** Opening EXERCISE INPUTS block **
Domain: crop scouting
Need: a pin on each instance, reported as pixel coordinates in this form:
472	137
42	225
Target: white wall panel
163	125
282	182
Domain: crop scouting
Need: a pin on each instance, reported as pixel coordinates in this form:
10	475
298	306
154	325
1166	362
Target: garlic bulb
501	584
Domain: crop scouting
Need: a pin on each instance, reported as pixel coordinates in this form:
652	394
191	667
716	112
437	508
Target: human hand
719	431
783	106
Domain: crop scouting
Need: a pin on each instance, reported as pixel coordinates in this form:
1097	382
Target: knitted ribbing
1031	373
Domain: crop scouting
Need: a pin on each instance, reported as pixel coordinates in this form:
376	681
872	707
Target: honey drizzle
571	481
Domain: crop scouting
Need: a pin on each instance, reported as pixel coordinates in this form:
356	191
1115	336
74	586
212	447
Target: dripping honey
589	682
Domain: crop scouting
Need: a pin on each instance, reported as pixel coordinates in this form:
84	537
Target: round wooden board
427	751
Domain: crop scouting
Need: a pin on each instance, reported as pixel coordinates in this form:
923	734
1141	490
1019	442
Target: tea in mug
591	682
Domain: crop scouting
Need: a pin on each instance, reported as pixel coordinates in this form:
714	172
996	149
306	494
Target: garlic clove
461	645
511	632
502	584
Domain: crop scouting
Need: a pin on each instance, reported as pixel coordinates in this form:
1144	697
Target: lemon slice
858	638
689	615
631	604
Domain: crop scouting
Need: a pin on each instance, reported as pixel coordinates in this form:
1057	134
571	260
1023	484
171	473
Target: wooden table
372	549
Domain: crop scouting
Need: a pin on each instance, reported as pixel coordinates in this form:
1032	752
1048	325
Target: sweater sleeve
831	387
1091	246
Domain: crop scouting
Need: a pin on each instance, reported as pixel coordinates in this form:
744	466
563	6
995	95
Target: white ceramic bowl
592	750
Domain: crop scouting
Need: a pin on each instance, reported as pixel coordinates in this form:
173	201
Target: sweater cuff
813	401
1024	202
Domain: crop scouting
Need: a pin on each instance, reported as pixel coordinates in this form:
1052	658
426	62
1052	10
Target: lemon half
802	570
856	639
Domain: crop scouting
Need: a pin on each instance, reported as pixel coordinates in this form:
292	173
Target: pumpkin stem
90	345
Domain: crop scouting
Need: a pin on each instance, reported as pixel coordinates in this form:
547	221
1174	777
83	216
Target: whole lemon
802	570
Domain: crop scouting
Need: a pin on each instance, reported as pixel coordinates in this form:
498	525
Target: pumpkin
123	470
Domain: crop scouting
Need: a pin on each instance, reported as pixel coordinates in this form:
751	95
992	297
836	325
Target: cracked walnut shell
** Closing EXERCISE INPUTS block **
-- DESCRIPTION OF THE TASK --
Transcribe each line of the material without any alteration.

-- SOLUTION TO THIS TASK --
Domain: crop scouting
Need: a pin on each instance, reported as pixel coordinates in this form:
472	137
42	225
Target: white wall panel
163	125
282	182
Domain: crop scouting
Need: a pin on each instance, reported as pixel coordinates in this form:
10	475
298	306
154	325
1166	362
Target: garlic bulb
501	584
Domain: crop scouting
Need: a pin on each instance, reported as pixel coordinates in this form:
652	394
191	667
716	112
437	508
Target: human hand
719	431
783	106
Domain: crop scouting
Need: a pin on each instance, reported as pixel coordinates in this form:
1097	382
Target: knitted ribbing
1031	373
Domain: crop scouting
Need: a pin on each instance, reported as pixel coordinates in this form:
376	681
872	707
Target: honey drizzle
571	481
Domain: crop scouting
Need: a pin on each instance, reported as pixel coordinates in this form:
356	191
1115	336
74	586
212	447
Target: dripping honey
589	682
Domain: crop scouting
Need: a pin on each instance, reported as pixel coordinates in this form:
84	537
Target: round wooden board
427	751
Domain: crop scouting
Need: a pin on each instance, reported as pixel coordinates in this form:
923	734
1141	490
1019	442
Target: tea in mug
591	682
Domain: crop scouting
Need: a pin on each instance, reported as pixel coordinates in this form:
714	172
996	149
306	494
Target: garlic clove
461	645
511	632
502	584
Domain: crop scouting
Need: a pin on each instance, reported as pixel coordinates in this form:
1144	697
Target: lemon slice
858	638
689	615
631	604
Domain: crop scouting
Need: a pin on each instance, reported as pixel coordinates in this form:
1057	134
571	260
1023	484
171	473
Target: wooden table
372	549
Domain: crop scouting
Need: a pin on each instance, reported as pixel coordinates in this form:
1032	752
1048	325
Target: sweater sleeve
831	387
1091	246
Domain: crop scouting
Need: a pin on each instance, reported as pixel coordinates in this form:
744	466
563	6
995	95
Target: white ceramic bowl
592	750
Domain: crop scouting
Need: a pin on each instance, reported as pixel coordinates in this form:
173	201
Target: sweater cuff
813	401
1024	202
Domain: crop scouting
Need: a pin on each instance, reported as pixel coordinates in this form:
1052	658
426	62
1052	10
Target: lemon half
802	570
856	639
Domain: crop scouting
Need: a pin on each instance, reported as pixel coordinates in this form:
292	173
Target: pumpkin stem
90	345
Domain: crop scouting
Need: a pin on each instance, reported as pixel coordinates in this form:
547	221
1174	777
83	216
Target: whole lemon
802	570
Domain: crop scouting
Need: a pin on each instance, reported as pixel coordinates in this form:
498	525
Target: pumpkin
123	470
Domain: crop scouting
Need: a pin on each instance, reported as pixel coordinates in this form:
751	95
992	297
836	325
Target: cracked walnut shell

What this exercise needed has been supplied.